### EXERCISE PROMPT
Copy the records below word for word, from the line with "Question. In the picture above, identify the desk surface" to the line with "[(314, 184)]", including both of those lines.

### MATERIAL FOR THE TASK
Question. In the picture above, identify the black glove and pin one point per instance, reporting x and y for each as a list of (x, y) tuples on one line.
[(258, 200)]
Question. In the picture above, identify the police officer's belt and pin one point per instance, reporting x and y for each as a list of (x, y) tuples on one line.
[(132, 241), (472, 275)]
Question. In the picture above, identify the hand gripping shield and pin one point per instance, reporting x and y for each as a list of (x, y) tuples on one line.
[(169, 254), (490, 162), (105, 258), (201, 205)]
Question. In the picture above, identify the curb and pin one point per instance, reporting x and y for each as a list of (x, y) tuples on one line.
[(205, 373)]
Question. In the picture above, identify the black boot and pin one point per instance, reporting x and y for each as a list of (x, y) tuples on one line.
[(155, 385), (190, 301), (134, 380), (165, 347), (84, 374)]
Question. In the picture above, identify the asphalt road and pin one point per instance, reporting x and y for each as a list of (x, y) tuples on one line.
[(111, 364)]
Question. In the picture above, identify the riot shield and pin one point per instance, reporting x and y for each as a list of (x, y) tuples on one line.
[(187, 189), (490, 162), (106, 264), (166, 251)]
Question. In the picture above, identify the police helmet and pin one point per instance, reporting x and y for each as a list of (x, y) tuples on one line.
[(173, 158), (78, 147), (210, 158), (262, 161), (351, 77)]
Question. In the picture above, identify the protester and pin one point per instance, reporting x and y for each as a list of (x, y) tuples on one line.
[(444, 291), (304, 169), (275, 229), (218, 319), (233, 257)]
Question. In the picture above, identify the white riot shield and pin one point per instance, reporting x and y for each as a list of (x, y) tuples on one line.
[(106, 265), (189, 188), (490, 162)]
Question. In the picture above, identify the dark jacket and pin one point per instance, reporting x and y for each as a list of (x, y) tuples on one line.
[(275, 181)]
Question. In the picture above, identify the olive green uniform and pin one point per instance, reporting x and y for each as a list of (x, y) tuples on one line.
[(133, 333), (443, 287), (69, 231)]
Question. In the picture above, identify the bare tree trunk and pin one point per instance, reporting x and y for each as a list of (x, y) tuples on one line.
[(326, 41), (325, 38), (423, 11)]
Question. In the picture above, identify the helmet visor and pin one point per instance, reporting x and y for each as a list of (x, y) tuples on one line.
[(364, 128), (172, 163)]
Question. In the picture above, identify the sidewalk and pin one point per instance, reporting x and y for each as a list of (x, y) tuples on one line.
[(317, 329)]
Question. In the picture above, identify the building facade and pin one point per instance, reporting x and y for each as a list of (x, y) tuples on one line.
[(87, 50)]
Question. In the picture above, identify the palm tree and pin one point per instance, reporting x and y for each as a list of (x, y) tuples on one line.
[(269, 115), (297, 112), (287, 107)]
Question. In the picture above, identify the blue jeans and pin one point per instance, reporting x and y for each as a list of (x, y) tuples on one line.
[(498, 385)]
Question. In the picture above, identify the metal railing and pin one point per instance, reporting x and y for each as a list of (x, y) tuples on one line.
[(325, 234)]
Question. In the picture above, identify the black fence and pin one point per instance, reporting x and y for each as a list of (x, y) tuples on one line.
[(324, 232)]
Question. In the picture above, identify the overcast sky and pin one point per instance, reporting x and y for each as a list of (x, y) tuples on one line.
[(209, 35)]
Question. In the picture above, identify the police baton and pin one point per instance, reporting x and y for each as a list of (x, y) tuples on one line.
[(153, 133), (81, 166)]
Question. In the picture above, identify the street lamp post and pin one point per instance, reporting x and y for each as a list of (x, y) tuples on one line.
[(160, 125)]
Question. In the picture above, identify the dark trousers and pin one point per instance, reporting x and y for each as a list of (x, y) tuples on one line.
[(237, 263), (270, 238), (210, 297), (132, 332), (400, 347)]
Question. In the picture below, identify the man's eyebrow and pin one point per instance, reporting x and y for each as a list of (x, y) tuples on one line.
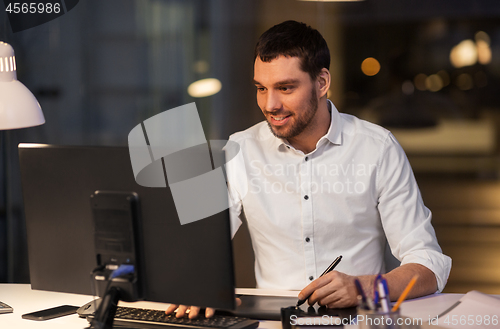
[(287, 82), (280, 83)]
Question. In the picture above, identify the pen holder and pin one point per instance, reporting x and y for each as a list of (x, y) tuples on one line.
[(370, 319)]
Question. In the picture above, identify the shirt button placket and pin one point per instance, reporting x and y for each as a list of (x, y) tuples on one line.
[(307, 218)]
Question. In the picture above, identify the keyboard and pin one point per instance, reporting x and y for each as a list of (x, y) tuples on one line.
[(129, 317)]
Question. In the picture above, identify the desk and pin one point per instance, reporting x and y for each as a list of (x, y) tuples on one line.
[(25, 300)]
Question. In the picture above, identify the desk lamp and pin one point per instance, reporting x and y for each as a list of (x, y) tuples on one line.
[(18, 109)]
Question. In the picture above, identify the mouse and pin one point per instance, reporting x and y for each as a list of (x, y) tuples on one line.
[(89, 308)]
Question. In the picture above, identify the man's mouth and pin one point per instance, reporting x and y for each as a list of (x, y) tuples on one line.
[(279, 120)]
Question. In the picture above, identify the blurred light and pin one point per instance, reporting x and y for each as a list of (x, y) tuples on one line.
[(370, 66), (332, 0), (433, 83), (482, 36), (483, 52), (481, 79), (407, 87), (419, 81), (201, 67), (464, 81), (464, 54), (204, 88), (18, 107), (445, 77)]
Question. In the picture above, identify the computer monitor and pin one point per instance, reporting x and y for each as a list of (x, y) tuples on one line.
[(188, 264)]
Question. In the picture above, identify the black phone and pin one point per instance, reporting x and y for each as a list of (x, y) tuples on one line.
[(4, 308), (51, 313)]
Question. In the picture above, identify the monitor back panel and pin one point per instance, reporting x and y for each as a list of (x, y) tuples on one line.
[(186, 264)]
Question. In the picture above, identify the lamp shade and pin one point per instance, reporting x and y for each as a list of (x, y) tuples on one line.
[(18, 107)]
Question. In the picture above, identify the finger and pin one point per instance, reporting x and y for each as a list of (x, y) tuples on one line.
[(171, 309), (315, 285), (181, 311), (193, 312), (209, 312)]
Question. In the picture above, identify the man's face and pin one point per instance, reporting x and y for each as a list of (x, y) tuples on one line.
[(286, 95)]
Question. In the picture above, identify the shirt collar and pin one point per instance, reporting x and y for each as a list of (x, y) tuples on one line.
[(334, 134)]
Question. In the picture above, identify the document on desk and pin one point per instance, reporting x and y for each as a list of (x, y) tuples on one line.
[(473, 310)]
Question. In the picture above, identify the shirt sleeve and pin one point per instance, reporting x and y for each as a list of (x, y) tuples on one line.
[(405, 219), (236, 182)]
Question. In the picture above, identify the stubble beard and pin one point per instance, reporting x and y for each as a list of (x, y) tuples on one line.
[(301, 123)]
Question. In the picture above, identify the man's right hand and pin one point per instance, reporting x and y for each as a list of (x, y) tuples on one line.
[(193, 311)]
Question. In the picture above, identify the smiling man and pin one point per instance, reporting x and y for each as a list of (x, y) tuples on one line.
[(314, 184), (320, 184)]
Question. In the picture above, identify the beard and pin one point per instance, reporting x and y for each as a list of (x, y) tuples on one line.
[(302, 121)]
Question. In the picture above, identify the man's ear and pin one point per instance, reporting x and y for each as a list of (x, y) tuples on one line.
[(323, 82)]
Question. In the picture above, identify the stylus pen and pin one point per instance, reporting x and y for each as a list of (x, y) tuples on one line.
[(328, 270)]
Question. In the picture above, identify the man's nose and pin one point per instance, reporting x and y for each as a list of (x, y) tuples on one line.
[(273, 102)]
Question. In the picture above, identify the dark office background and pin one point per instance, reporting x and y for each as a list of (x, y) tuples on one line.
[(107, 65)]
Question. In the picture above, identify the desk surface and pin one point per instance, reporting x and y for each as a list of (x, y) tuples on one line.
[(25, 300)]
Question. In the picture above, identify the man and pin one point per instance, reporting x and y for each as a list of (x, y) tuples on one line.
[(314, 184)]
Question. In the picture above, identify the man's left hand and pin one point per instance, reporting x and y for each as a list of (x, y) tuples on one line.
[(333, 290)]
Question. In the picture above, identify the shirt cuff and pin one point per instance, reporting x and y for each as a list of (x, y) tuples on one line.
[(435, 261)]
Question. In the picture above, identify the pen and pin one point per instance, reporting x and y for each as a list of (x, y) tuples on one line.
[(384, 295), (405, 293), (361, 295), (329, 269)]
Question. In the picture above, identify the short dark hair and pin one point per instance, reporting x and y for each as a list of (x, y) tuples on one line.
[(294, 39)]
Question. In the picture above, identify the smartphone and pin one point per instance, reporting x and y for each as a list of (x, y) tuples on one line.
[(51, 313), (4, 308)]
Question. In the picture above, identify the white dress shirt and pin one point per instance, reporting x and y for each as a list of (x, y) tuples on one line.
[(344, 198)]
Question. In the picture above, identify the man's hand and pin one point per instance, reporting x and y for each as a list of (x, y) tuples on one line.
[(333, 290), (193, 311)]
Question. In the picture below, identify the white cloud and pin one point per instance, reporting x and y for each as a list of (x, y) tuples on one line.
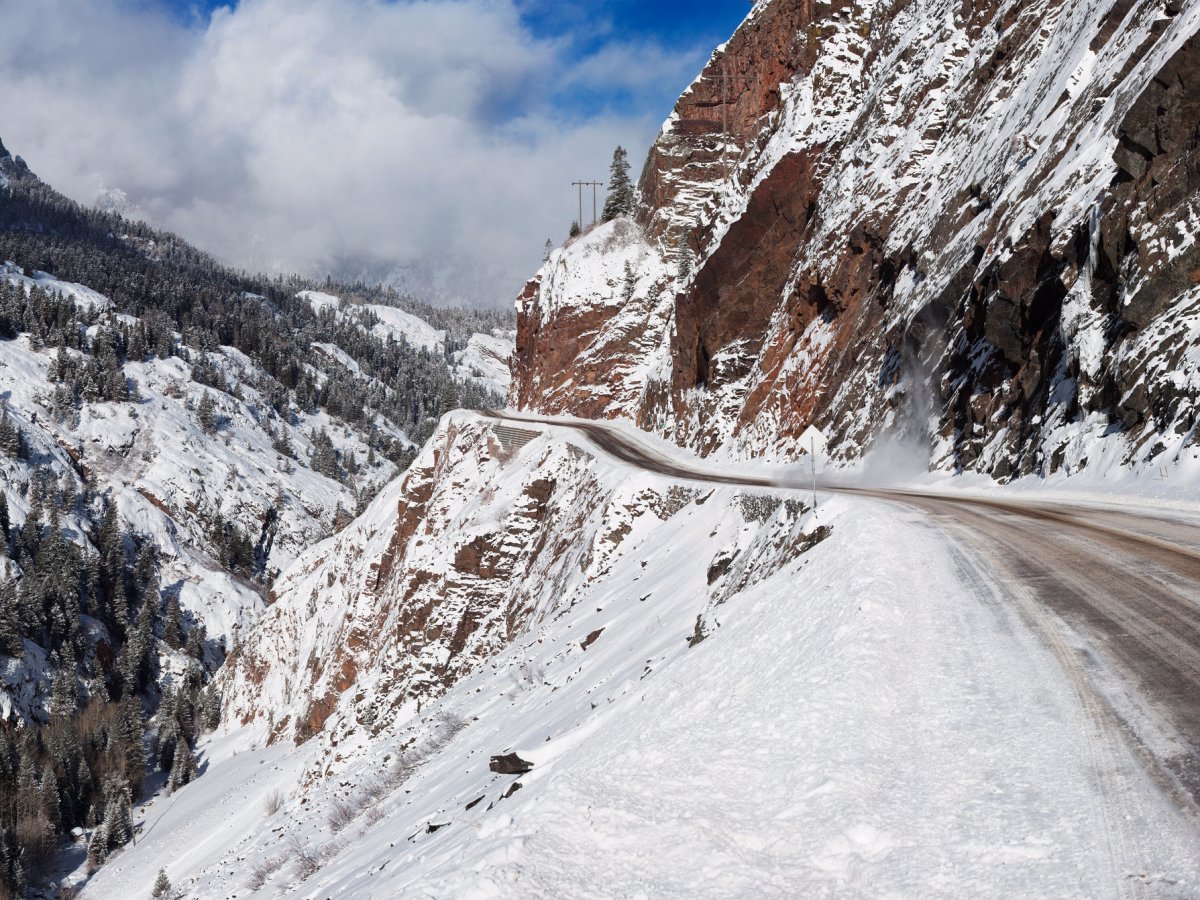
[(306, 135)]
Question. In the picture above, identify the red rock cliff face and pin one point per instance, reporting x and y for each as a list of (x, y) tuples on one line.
[(970, 223)]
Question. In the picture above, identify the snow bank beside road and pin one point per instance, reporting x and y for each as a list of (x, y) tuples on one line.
[(868, 719)]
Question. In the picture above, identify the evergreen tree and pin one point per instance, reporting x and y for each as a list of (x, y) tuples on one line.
[(619, 201), (183, 769), (173, 624), (11, 643), (161, 887)]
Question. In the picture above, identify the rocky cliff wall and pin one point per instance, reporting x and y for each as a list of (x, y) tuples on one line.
[(969, 223)]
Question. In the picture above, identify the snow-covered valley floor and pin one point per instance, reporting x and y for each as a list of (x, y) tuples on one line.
[(874, 719)]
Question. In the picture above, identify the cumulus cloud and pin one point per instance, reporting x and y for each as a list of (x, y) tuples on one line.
[(429, 142)]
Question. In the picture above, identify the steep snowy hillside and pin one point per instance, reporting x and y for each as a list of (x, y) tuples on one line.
[(973, 225), (529, 671), (172, 436)]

### PROBLEM SOLUTION
Question. In the picture above, identify the desk surface and pin one point per instance, reporting x and y for each as a list of (x, y) tuples on one line.
[(25, 300)]
Question. In the picture above, identify the man and pin one point per instance, reporting x and y for each as a list of (x, y) tuples on one line.
[(314, 184)]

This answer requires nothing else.